» Alıntı metin
--------
Paris Komünü ve Ortak Lüks: Komün’ün Deneyimlerini Yaşatan Mücadele

“Bir gece, nasıl oldu bilmem, istasyonun önündeki hendekte ikimiz yalnız kaldık: eski zouave pontifical ile ben, ellerimizde de iki dolu tüfek … İstasyona o gece saldırmadıkları için çok şanslıymışız. Hendekte bir o yana bir bu yana gidip gelerek nöbet görevimizi yaparken karşılaştığımızda şunu sordu bana:

– Bu yaşadığımız hayatın nasıl bir etkisi oluyor sende?

– Valla, dedim, ulaşmak zorunda olduğumuz bir sahilin gözümüzün önünde belirmesi gibi bir etkisi var.

– Bende, dedi, resimli bir kitap okuyormuşum gibi oluyor.
--------
» Verilen öğeler
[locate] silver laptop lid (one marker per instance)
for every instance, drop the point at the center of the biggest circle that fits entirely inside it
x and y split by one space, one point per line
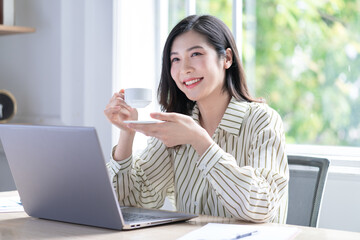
60 174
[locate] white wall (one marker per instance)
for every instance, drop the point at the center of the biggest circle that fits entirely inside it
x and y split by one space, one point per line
62 73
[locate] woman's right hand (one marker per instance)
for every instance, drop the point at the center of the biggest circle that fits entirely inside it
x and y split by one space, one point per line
117 111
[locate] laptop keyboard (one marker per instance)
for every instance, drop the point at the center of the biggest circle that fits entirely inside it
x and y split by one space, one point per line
138 217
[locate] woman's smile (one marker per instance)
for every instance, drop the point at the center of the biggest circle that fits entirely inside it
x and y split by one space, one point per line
192 82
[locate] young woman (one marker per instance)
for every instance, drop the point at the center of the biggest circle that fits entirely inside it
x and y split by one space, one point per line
219 151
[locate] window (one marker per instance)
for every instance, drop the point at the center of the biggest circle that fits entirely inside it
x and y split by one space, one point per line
302 56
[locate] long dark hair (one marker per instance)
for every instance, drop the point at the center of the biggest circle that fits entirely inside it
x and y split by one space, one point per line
171 98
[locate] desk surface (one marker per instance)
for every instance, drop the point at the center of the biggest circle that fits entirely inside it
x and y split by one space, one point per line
20 226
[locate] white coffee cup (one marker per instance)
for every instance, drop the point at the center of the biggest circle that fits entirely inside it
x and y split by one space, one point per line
138 97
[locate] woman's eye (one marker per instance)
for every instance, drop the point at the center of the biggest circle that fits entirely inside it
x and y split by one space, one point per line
195 54
174 59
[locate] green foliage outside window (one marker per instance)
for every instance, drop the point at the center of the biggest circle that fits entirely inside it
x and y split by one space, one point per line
306 58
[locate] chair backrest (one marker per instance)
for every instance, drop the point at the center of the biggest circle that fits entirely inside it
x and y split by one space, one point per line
306 187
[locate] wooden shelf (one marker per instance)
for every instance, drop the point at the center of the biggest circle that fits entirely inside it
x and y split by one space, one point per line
6 30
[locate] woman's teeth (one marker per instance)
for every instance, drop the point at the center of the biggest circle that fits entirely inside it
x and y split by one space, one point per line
192 82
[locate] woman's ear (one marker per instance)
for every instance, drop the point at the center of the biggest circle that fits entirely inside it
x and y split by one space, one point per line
228 58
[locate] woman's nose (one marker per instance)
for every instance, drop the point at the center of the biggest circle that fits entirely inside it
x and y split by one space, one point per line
186 67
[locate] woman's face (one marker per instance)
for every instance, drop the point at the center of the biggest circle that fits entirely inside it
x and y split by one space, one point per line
196 68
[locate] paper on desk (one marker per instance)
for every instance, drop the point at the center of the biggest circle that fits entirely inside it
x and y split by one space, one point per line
217 231
10 204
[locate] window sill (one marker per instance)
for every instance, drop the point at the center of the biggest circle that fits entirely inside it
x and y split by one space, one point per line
343 160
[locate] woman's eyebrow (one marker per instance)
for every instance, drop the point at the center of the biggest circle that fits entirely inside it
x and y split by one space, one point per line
188 50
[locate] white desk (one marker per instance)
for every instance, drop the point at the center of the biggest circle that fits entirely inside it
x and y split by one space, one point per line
16 226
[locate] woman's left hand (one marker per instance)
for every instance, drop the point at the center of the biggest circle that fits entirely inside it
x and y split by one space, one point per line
177 129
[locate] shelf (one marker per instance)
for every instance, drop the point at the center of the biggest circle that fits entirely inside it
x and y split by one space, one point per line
6 30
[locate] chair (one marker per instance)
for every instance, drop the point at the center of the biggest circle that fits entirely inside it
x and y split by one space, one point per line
306 187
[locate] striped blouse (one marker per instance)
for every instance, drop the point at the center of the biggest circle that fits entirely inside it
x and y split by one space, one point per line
243 174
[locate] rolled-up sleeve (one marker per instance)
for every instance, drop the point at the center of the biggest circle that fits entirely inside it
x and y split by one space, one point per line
253 192
144 180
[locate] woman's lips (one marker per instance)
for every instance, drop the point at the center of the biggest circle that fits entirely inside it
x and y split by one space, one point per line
192 82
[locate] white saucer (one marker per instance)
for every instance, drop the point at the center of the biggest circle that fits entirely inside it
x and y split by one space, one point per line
144 122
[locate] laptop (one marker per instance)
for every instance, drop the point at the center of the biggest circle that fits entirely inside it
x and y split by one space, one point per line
60 174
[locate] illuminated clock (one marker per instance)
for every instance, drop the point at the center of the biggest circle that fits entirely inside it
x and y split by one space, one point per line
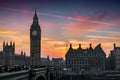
34 33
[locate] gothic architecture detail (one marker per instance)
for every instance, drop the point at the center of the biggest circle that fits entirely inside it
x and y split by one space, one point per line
9 54
87 59
35 41
113 60
10 59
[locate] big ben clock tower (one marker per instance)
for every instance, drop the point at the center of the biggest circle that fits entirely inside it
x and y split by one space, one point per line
35 41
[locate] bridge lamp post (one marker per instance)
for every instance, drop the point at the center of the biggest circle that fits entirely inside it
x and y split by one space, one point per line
32 71
32 58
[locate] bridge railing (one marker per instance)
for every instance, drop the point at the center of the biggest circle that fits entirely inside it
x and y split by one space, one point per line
15 75
23 75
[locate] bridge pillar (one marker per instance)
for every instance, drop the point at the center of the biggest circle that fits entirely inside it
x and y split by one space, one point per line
32 74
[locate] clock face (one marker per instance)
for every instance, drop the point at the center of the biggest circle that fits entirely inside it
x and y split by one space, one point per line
34 33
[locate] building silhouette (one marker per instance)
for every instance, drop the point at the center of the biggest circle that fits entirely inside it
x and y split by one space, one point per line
9 58
113 60
35 41
87 59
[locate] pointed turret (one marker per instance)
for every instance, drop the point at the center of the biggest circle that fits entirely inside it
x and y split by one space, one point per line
10 43
35 18
3 45
114 46
79 45
70 45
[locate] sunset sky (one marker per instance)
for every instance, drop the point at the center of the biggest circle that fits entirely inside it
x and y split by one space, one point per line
62 22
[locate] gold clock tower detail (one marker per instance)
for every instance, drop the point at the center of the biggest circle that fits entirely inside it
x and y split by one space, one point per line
35 41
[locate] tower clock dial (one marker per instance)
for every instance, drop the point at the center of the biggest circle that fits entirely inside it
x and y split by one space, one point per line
34 33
--------
» Yapılacaklar
a) Alıntı metinde anlatıcı, istasyonun önündeki hendekte kiminle yalnız kalıyor?
b) Alıntı metinde "Paris Komünü ve" sözlerinden "okuyormuşum gibi oluyor." sözlerine kadar uzanan bölümü hiç değiştirmeden yinele.

» Sonuçlar
a) Eski zouave pontifical ile.

b)
Paris Komünü ve Ortak Lüks: Komün’ün Deneyimlerini Yaşatan Mücadele

“Bir gece, nasıl oldu bilmem, istasyonun önündeki hendekte ikimiz yalnız kaldık: eski zouave pontifical ile ben, ellerimizde de iki dolu tüfek … İstasyona o gece saldırmadıkları için çok şanslıymışız. Hendekte bir o yana bir bu yana gidip gelerek nöbet görevimizi yaparken karşılaştığımızda şunu sordu bana:

– Bu yaşadığımız hayatın nasıl bir etkisi oluyor sende?

– Valla, dedim, ulaşmak zorunda olduğumuz bir sahilin gözümüzün önünde belirmesi gibi bir etkisi var.

– Bende, dedi, resimli bir kitap okuyormuşum gibi oluyor.